The exercise ->
How many of the lines below contain the string "stack"? Reply with the number alone.

Exercise materials ->
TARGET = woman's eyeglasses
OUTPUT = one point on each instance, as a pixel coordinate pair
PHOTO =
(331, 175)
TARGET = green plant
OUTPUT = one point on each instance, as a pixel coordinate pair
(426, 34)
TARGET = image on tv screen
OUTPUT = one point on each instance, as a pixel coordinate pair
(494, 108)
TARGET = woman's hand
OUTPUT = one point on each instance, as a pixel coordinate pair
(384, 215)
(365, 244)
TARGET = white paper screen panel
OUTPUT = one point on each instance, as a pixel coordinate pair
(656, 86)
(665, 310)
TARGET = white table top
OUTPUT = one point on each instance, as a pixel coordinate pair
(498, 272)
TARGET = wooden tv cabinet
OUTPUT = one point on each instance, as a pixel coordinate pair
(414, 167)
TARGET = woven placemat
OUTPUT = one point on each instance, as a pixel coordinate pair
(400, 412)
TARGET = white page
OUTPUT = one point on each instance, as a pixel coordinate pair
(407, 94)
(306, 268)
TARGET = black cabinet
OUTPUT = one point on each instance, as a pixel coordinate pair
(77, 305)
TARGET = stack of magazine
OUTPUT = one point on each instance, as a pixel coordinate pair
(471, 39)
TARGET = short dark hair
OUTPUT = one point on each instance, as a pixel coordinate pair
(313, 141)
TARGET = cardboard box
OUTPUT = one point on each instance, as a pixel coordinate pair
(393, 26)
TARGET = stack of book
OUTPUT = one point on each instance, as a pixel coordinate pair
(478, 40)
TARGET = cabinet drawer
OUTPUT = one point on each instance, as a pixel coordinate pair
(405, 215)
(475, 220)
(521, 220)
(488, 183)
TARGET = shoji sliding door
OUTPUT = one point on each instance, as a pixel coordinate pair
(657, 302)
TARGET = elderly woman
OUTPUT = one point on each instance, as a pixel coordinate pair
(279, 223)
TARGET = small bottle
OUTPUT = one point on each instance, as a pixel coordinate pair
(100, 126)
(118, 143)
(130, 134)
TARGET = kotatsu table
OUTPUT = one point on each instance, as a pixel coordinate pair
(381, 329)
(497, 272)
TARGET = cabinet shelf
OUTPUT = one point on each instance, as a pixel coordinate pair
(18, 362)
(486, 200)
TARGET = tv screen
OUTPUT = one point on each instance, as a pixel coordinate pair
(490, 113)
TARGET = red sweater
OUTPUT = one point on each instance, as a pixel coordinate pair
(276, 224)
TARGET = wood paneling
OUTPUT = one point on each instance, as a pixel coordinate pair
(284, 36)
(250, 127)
...
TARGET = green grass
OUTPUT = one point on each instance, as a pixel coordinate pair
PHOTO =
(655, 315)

Exercise answer ->
2